Texto citado.
>>>>

Grupo José Maria da Fonseca: “Em 20 anos, vamos estar no caminho de uma multinacional”

Os atuais CEOs, da 7ª geração à frente do grupo, revelam como conciliam a inovação com a tradição e a aposta na distribuição como futuro.

Fundada em 1834, a José Maria da Fonseca celebra os 190 anos. Os atuais CEOs, da 7ª geração à frente do grupo, revelam como conciliam a inovação com a tradição e a aposta na distribuição como futuro.

Como é que está o grupo José Maria da Fonseca ao nível do volume de negócios?
António Maria Soares Franco — Não temos ainda números fechados consolidados de 2023, mas fechámos 2022 com cerca de 35 milhões de euros de faturação consolidada, com um crescimento em relação a 2021.

2023 foi um ano pior do que 2022, fruto do contexto de inflação que vivemos, não só ao nível nacional como internacional, mas temos planos e expectativas de que 2024 já seja um ano de retoma de volume de faturação.

Qual é o objetivo para este ano?
AMSF — Este ano é pelo menos fazer os 35 milhões que fizemos em 2022, mas acho que possivelmente faremos até mais do que isso.

Atualmente, cerca de 50% da produção total é exportada para cerca de 70 países. Procuram adaptar os produtos aos mercados para onde exportam?
AMSF — Sim, temos de ouvir o mercado quando fazemos os produtos. Nós fazemos produtos para o mercado, não fazemos produtos para nós próprios.Temos de ouvir sempre o feedback dos nossos clientes, dos nossos consumidores, não só lá fora, mas também em Portugal. Em Portugal também fazemos muitos vinhos que produzimos de acordo com aquilo que os nossos clientes, os nossos consumidores, nos dizem.

<<<<

Tarefa escrita a. Conte as linhas dos registos abaixo em que aparece a palavra "jacket". Responda só com o número.

Linhas de dados.
>>>>

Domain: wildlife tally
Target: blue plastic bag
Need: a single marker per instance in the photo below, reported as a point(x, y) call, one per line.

<<<<
>>>>

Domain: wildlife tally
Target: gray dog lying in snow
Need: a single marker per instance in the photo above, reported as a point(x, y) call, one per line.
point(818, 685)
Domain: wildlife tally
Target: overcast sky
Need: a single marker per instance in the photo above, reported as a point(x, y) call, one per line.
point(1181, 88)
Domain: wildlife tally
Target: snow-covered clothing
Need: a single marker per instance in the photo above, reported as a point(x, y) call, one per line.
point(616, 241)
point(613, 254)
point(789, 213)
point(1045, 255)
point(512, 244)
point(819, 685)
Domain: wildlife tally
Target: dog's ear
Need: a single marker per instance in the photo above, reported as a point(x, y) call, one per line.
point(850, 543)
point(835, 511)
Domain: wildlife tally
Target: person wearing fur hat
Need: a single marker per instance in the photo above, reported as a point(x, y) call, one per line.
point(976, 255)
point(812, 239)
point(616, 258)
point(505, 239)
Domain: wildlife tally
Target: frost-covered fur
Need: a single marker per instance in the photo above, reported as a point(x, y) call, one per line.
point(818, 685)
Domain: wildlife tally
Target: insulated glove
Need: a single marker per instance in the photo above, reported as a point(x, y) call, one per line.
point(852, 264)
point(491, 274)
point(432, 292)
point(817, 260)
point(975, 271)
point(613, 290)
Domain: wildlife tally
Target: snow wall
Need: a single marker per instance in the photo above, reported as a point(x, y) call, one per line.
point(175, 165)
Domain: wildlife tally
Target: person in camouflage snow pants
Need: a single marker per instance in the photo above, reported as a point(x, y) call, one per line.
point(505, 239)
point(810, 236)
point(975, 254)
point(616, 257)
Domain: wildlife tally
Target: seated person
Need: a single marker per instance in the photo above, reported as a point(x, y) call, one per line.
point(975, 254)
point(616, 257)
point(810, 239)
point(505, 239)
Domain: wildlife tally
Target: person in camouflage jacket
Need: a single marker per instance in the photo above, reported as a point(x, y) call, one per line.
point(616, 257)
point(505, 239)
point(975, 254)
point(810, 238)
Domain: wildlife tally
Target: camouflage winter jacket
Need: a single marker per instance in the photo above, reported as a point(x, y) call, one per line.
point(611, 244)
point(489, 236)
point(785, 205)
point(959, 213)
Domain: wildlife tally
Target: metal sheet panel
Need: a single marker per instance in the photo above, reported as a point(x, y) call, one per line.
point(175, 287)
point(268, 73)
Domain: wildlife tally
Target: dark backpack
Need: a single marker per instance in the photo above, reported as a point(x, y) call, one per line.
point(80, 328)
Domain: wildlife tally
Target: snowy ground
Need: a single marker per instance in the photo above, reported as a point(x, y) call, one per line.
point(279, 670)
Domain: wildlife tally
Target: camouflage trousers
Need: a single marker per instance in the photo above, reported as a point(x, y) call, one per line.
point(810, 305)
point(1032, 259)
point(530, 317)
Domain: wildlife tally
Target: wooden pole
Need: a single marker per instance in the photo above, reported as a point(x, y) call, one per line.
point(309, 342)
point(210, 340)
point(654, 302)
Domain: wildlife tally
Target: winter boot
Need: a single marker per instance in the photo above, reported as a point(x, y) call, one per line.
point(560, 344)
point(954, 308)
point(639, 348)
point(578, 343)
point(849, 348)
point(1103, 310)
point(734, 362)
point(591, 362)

<<<<
>>>>

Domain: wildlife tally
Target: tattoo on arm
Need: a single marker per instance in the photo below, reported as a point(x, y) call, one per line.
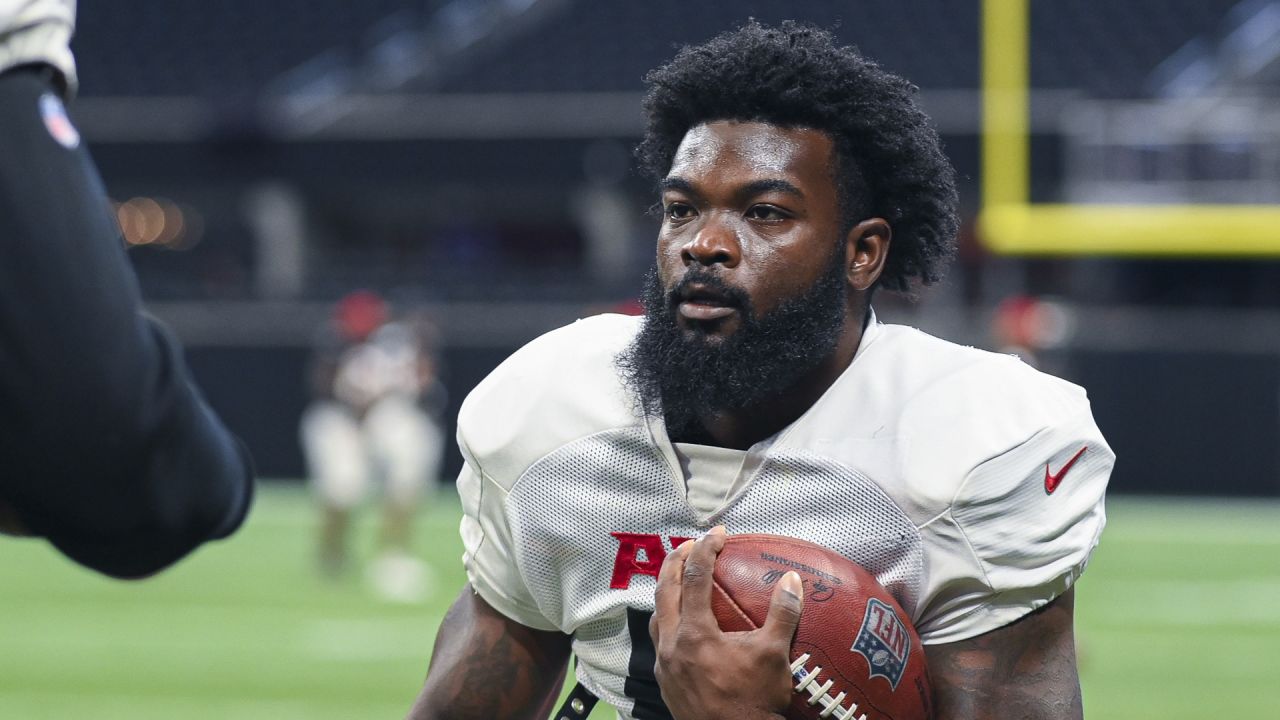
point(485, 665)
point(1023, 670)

<<<<

Tarefa escrita b. Reproduza, na entrevista ao grupo José Maria da Fonseca, o trecho que começa nas palavras "António Maria Soares" e acaba em "do que isso.".

Resolução completa a. 2

Resolução completa b.
António Maria Soares Franco — Não temos ainda números fechados consolidados de 2023, mas fechámos 2022 com cerca de 35 milhões de euros de faturação consolidada, com um crescimento em relação a 2021.

2023 foi um ano pior do que 2022, fruto do contexto de inflação que vivemos, não só ao nível nacional como internacional, mas temos planos e expectativas de que 2024 já seja um ano de retoma de volume de faturação.

Qual é o objetivo para este ano?
AMSF — Este ano é pelo menos fazer os 35 milhões que fizemos em 2022, mas acho que possivelmente faremos até mais do que isso.